= Source passage =
Abbreviated by Mike Tait

Socialist Review
Autumn, 2003


Even before the September 11 attacks, the Bush administration was set to become one of the most conservative and unilateral on record, but after the terrorist attacks the regime really came into its own. The first anniversary was marked by the publication of the National Security Strategy, which aims for world domination through military superiority. The bluntness of the Bush strategy has come as a rude shock to those, notably Tony Blair, who argued that economic globalisation would give birth to an enlightened "international community." That Blair has now been forced to piously defend the realpolitik of US national interest is faintly comic. But the real question is, what is at stake in the US war drive? What is the grand strategy of the US?

The Marxist theory of imperialism sees diplomatic and military conflicts as another form of the competition that drives capitalism. Best put by Nikolai Bukharin during the First World War, the theory of imperialism explains the way that during the 19th century geopolitical rivalries between states increasingly fused with economic competition between capitalists. On the one hand, the industrialisation of war meant that states needed capitalist industry, on the other, the concentration and internationalisation of capital caused economic rivalries to spill over national borders and become geopolitical contests. This fusion led to the terrible era of inter-imperialist war between 1914 and 1945.

People often make the mistake of thinking that Marxism explains imperialism by reducing it to the claim that states act exclusively from economic motives. In the case of Afghanistan, some have argued that the US was only interested in securing access to Caspian Sea oil. In reality, Afghanistan was attacked primarily for political reasons – it was an aggressive reassertion of US hegemony after September 11. It would be wrong to ignore the economic motive in all cases though: assured access to oil is a central preoccupation of US planning.

US strategy after the Cold War

The Bush team reflects the self-confidence of Cold War Warriors who believed they had defeated the Soviet Union. Its collapse in 1989 opened new regions to US business and left the US as the unquestioned superpower. But the Stalinist system had actually stabilised international politics by imposing the discipline of a bipolar world. Its disintegration has resulted in geopolitical instability rather than a new period of peace, or a new American Century.

The US is now challenged by former allies Germany and Japan, who were politically subordinate to the US during the Cold War but developed into economic rivals. Without the need for unity in the face of the Stalinist threat, Germany has become more and more politically independent, encouraging the break-up of Yugoslavia in 1991-1992 and refusing political support for a US attack on Iraq. Japanese penetration of the US economy and investments in US industry are also seen as a threat.

Outside the Western bloc, the US faces Russia and China. Although Russia is impoverished and chaotic, its nuclear weaponry and sheer size and resources mean it is still a great power. More threatening is China, whose accession to laissez-faire capitalism might provide ideological comfort to the US ruling class, but the military potential that accompanied the resulting growth can cause only concern. China's population would also allow it to build a powerful army, which, given its location in a politically volatile region, would get plenty of exercise.

The approach of previous US governments has been to try and extend US leadership of the Western bloc to include other powers. The Clinton administration (1993-2001) succeeded in maintaining a reorganised US hegemony over Eurasia, helped by a boom in the US economy and reinforced by the selective use of force in the Balkans – underlining the dependence of Europe on US military muscle. The Balkan war was also a chance to assert the right of the "international community" to override national sovereignty. The expansion of NATO extended US leadership in Europe eastward, legitimised the penetration of Central Asia, and encircled an increasingly unstable Russia.

= Raw records =
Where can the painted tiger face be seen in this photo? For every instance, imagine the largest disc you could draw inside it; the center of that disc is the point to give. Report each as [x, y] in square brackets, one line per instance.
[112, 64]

==

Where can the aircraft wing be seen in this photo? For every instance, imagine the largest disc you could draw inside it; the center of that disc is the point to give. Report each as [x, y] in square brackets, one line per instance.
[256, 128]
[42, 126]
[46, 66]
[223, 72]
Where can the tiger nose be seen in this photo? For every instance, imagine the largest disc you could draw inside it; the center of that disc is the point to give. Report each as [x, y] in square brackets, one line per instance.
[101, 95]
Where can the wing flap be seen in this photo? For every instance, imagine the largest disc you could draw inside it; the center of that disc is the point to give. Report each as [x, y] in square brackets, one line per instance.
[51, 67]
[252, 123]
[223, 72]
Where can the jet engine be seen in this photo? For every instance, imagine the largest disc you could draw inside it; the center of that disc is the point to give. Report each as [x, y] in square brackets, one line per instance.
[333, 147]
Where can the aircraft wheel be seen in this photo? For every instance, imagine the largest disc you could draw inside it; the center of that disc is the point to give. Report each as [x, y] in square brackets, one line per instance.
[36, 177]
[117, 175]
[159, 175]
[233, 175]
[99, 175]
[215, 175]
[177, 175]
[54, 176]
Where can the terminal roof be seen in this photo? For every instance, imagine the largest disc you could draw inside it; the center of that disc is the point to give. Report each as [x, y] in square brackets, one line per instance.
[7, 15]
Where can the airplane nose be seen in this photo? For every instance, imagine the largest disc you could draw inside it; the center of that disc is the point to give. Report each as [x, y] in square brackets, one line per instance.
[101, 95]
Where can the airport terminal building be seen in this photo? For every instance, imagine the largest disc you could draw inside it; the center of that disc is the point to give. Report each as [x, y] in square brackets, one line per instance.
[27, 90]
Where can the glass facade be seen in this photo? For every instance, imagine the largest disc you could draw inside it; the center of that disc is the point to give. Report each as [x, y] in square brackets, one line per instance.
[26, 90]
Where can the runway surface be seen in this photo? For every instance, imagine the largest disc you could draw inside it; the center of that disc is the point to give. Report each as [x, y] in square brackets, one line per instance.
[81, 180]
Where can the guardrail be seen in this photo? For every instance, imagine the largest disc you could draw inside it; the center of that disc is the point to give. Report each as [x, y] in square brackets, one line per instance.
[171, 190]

...

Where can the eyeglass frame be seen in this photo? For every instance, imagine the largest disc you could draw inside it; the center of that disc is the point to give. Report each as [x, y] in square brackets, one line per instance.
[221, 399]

= Objective =
Rewrite the stretch of the passage on US strategy from "The US is now" through "as a threat.", replacing "economic rivals" with "commercial rivals". The items above were drawn from a separate source.

= Exercise output =
The US is now challenged by former allies Germany and Japan, who were politically subordinate to the US during the Cold War but developed into commercial rivals. Without the need for unity in the face of the Stalinist threat, Germany has become more and more politically independent, encouraging the break-up of Yugoslavia in 1991-1992 and refusing political support for a US attack on Iraq. Japanese penetration of the US economy and investments in US industry are also seen as a threat.